■ **Stored data entries**:
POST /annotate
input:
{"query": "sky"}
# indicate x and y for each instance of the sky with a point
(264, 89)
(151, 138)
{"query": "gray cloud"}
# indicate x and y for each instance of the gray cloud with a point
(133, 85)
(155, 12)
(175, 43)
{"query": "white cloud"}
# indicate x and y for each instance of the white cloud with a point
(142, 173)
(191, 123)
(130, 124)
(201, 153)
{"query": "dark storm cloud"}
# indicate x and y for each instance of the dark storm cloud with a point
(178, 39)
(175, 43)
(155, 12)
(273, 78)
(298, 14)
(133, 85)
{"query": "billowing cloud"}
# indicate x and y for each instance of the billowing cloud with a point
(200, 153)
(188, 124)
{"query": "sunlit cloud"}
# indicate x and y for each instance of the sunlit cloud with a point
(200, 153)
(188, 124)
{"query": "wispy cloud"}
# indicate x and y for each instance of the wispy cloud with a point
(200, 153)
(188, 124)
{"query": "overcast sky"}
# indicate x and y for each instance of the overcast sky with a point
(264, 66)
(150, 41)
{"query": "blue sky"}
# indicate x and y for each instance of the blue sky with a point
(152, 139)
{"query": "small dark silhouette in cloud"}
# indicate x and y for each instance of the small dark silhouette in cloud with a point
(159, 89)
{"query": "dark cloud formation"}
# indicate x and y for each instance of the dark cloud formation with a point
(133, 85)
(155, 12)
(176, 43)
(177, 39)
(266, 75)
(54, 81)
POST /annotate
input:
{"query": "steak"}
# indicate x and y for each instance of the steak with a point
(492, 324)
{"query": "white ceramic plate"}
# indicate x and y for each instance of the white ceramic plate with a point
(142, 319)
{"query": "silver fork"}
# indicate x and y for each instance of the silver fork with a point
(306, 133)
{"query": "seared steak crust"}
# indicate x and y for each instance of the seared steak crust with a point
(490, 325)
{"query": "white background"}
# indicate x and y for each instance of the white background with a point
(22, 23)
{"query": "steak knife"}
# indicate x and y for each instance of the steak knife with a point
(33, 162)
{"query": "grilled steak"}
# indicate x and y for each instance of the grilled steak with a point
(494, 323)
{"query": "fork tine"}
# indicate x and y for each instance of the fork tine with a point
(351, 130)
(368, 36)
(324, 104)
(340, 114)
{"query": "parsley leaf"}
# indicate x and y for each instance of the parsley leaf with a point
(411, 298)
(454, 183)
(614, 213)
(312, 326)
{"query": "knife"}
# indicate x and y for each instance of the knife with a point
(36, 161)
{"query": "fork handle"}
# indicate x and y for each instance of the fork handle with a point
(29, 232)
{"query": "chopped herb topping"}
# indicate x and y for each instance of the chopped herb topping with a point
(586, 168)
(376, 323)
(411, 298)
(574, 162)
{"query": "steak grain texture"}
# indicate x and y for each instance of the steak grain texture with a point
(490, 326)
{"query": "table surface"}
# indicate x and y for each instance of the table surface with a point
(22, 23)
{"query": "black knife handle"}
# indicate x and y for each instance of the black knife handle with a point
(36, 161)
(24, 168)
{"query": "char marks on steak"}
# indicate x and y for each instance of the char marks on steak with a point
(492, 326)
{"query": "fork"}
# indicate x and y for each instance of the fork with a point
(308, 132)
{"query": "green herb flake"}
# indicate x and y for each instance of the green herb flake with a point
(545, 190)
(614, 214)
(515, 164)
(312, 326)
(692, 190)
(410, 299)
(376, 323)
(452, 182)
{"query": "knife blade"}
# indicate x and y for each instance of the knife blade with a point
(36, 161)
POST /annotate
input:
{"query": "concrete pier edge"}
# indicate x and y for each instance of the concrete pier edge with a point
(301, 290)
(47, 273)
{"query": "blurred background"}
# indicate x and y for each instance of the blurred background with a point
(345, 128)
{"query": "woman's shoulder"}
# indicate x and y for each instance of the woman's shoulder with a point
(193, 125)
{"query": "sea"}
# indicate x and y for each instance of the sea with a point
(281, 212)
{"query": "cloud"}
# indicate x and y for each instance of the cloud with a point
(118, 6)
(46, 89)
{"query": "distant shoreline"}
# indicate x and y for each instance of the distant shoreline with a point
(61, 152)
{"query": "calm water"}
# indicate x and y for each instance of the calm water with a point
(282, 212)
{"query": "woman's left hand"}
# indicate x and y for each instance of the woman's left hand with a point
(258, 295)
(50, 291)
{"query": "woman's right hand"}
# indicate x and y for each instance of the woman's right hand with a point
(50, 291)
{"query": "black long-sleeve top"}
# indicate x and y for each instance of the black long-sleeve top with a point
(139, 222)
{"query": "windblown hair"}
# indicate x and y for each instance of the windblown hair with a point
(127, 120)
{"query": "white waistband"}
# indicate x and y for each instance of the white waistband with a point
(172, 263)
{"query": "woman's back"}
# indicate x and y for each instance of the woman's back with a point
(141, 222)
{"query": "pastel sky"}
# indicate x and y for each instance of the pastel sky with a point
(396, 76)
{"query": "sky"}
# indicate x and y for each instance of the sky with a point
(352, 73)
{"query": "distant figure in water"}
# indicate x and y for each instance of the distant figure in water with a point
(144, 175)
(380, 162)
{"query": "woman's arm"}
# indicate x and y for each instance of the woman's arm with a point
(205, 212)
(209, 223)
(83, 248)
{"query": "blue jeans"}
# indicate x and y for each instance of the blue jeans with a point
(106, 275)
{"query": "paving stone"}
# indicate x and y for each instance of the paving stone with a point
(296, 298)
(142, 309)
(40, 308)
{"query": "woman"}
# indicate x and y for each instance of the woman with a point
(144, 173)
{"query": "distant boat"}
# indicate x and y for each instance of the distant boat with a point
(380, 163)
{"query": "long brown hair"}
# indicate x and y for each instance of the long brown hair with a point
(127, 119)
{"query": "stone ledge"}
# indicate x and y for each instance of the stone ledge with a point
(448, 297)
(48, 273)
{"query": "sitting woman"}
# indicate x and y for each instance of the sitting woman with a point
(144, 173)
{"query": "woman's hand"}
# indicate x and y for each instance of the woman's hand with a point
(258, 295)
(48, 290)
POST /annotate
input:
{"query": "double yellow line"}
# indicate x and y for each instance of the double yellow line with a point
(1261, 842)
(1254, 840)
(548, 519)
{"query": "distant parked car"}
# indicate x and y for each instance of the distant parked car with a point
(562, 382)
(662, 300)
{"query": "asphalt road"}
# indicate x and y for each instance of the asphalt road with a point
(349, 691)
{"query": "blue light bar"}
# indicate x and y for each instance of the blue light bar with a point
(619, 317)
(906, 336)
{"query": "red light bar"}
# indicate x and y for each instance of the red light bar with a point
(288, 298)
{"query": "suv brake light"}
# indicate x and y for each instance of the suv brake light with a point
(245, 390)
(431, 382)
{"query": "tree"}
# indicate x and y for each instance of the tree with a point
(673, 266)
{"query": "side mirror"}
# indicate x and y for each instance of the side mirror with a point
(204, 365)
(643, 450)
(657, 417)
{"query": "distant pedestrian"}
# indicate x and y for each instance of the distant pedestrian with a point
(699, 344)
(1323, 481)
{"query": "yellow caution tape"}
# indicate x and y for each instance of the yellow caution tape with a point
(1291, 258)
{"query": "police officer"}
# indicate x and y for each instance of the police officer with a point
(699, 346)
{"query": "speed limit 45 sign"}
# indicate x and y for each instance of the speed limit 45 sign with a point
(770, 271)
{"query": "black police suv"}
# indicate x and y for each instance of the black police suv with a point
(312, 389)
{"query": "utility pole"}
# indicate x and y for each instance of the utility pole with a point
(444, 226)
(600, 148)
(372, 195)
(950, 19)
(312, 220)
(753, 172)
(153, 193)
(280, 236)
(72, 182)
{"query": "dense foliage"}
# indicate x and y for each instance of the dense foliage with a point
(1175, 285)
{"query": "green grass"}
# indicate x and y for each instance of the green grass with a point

■ **PROBLEM TO WORK ON**: Exactly as shown, repeat every record.

■ **SOLVED EXERCISE**:
POST /annotate
input:
{"query": "sky"}
# indicate x and y for each instance of the sky with a point
(264, 89)
(151, 138)
{"query": "gray cloud"}
# indicate x and y for each instance of the gray cloud with a point
(133, 85)
(155, 12)
(175, 43)
{"query": "white cloud"}
# indicate x and y for each instance of the white cloud with a point
(142, 173)
(191, 123)
(130, 124)
(201, 153)
{"query": "dark storm cloud"}
# indicate x and y for each instance of the dark storm cloud with a point
(178, 39)
(175, 43)
(155, 12)
(273, 78)
(298, 14)
(133, 85)
{"query": "billowing cloud"}
# indicate x and y for each instance of the billowing cloud with a point
(200, 153)
(188, 124)
{"query": "sunlit cloud"}
# indicate x and y for each instance of the sunlit cloud with a point
(200, 153)
(188, 124)
{"query": "wispy cloud"}
# indicate x and y for each instance of the wispy cloud with a point
(200, 153)
(188, 124)
{"query": "overcast sky"}
# indicate x and y for each instance of the overcast sky with a point
(264, 66)
(150, 41)
{"query": "blue sky"}
# indicate x and y for each instance of the blue sky with a point
(152, 139)
{"query": "small dark silhouette in cloud"}
# indicate x and y for each instance of the small dark silhouette in cloud with a point
(159, 89)
{"query": "dark cloud formation"}
# indicate x and y for each instance of the dark cloud formation with a point
(133, 85)
(155, 12)
(176, 43)
(177, 39)
(266, 75)
(54, 81)
POST /annotate
input:
{"query": "steak"}
# indicate x and y for each instance of the steak with a point
(492, 324)
{"query": "white ceramic plate"}
# indicate x and y for each instance of the white ceramic plate with a point
(142, 319)
{"query": "silver fork"}
# indicate x and y for each instance of the silver fork with a point
(306, 133)
{"query": "seared steak crust"}
# indicate x and y for each instance of the seared steak crust with a point
(490, 325)
{"query": "white background"}
# indicate x and y for each instance of the white background with a point
(22, 23)
{"query": "steak knife"}
# indicate x and y for each instance of the steak knife with a point
(33, 162)
{"query": "grilled steak"}
# indicate x and y for each instance of the grilled steak with a point
(494, 323)
{"query": "fork tine"}
# indicate x and y for each instance of the fork tine with a point
(351, 130)
(368, 36)
(324, 104)
(340, 114)
{"query": "parsley leaf"}
# indicate x and y for each instance of the parsley leaf with a point
(411, 298)
(454, 183)
(614, 213)
(312, 326)
{"query": "knife"}
# indicate x and y for each instance of the knife with a point
(36, 161)
{"query": "fork handle"}
# indicate x and y for each instance of the fork handle with a point
(29, 232)
{"query": "chopped herb topping"}
# indicate x and y for each instance of the chopped herb topping with a point
(586, 168)
(376, 323)
(411, 298)
(574, 162)
{"query": "steak grain texture"}
# indicate x and y for each instance of the steak grain texture with a point
(490, 326)
{"query": "table surface"}
# indicate x and y for each instance of the table surface with a point
(22, 23)
{"query": "black knife handle"}
# indicate x and y for each instance of the black knife handle with a point
(36, 161)
(24, 168)
{"query": "char marks on steak"}
# indicate x and y for each instance of the char marks on steak with a point
(492, 326)
{"query": "fork"}
# indicate x and y for each instance of the fork with a point
(308, 132)
{"query": "green herb flake"}
# indicate x and y for each instance of the green herb flake with a point
(545, 190)
(614, 214)
(515, 164)
(312, 326)
(692, 190)
(410, 299)
(376, 323)
(452, 182)
{"query": "knife blade"}
# indicate x and y for each instance of the knife blade with a point
(36, 161)
POST /annotate
input:
{"query": "concrete pier edge"}
# indicate x and y for each instance of the concrete pier edge with a point
(301, 290)
(47, 273)
{"query": "blurred background"}
# indicate x and y for each instance of the blurred background with a point
(345, 128)
{"query": "woman's shoulder"}
# indicate x and y for each instance of the woman's shoulder with a point
(193, 125)
{"query": "sea"}
# indicate x and y for each instance of the sea with a point
(281, 212)
{"query": "cloud"}
# indicate x and y for each instance of the cloud with a point
(118, 6)
(46, 89)
{"query": "distant shoreline"}
# indicate x and y for each instance of the distant shoreline with a point
(61, 152)
{"query": "calm water"}
# indicate x and y for each instance of the calm water with a point
(282, 212)
{"query": "woman's left hand"}
# indicate x and y for each instance of the woman's left hand with a point
(258, 295)
(50, 291)
{"query": "woman's right hand"}
# indicate x and y for each instance of the woman's right hand with a point
(50, 291)
{"query": "black long-sleeve top"}
# indicate x and y for each instance of the black long-sleeve top with a point
(139, 222)
{"query": "windblown hair"}
# indicate x and y for each instance of the windblown hair with a point
(127, 120)
{"query": "white waistband"}
# indicate x and y for each instance of the white waistband with a point
(172, 263)
{"query": "woman's back"}
# indicate x and y for each instance of the woman's back with a point
(141, 222)
{"query": "pastel sky"}
# indicate x and y for each instance of the pastel sky with a point
(396, 76)
{"query": "sky"}
# indicate x and y for each instance of the sky with a point
(352, 73)
{"query": "distant figure in water"}
# indicate x and y for each instance of the distant figure in water with a point
(144, 175)
(380, 162)
{"query": "woman's arm"}
# indicate x and y for each instance of the woman's arm with a point
(205, 212)
(209, 223)
(83, 248)
{"query": "blue jeans"}
# indicate x and y for each instance of the blue jeans with a point
(106, 275)
{"query": "paving stone"}
# indicate x and y for each instance of the paving stone with a point
(296, 298)
(142, 309)
(40, 308)
{"query": "woman"}
# indicate x and y for each instance of the woman with a point
(144, 173)
{"query": "distant boat"}
# indicate x and y for each instance of the distant boat with a point
(380, 163)
{"query": "long brown hair"}
# indicate x and y for each instance of the long brown hair with a point
(127, 119)
{"query": "stone ledge"}
# indicate x and y for each instance of the stone ledge with a point
(448, 297)
(48, 273)
{"query": "sitting woman"}
# indicate x and y for each instance of the sitting woman with a point
(144, 173)
{"query": "woman's hand"}
# indicate x and y for each instance of the woman's hand with a point
(258, 295)
(48, 290)
POST /annotate
input:
{"query": "double yellow line"}
# indicate x and y for each instance of the double yellow line with a point
(1261, 842)
(1254, 840)
(548, 519)
{"query": "distant parked car"}
# indicate x and y for each instance of the distant parked car with a point
(562, 382)
(662, 300)
{"query": "asphalt road"}
# indicate x and y for each instance of the asphalt road with a point
(349, 691)
{"query": "blue light bar"}
# indicate x and y for each instance of the blue light bar with a point
(619, 317)
(906, 336)
{"query": "red light bar"}
# indicate x and y for each instance of the red light bar with a point
(288, 298)
{"query": "suv brake light"}
# indicate x and y for each instance of the suv brake light with a point
(245, 390)
(431, 382)
{"query": "tree"}
# indicate x and y for each instance of the tree with a point
(673, 266)
{"query": "side mirror"}
# indicate x and y for each instance of the side mirror with a point
(204, 365)
(643, 450)
(657, 417)
{"query": "distant pedestrian"}
# indicate x and y for each instance of the distant pedestrian with a point
(699, 344)
(1323, 481)
{"query": "yellow caution tape"}
# indicate x and y for each instance of the yellow caution tape with a point
(1291, 258)
{"query": "police officer"}
# indicate x and y for each instance of the police officer with a point
(699, 346)
{"query": "speed limit 45 sign"}
# indicate x and y for each instance of the speed limit 45 sign with a point
(770, 271)
{"query": "black police suv"}
# indicate x and y for each instance of the black police suv with a point
(312, 389)
{"query": "utility pole"}
# indicate x and y for each instance of the utility pole with a point
(444, 226)
(600, 148)
(372, 195)
(950, 19)
(312, 220)
(753, 172)
(153, 193)
(280, 236)
(72, 182)
{"query": "dense foliage"}
# indicate x and y for each instance of the dense foliage with a point
(1175, 285)
{"query": "green grass"}
# indicate x and y for each instance of the green grass with a point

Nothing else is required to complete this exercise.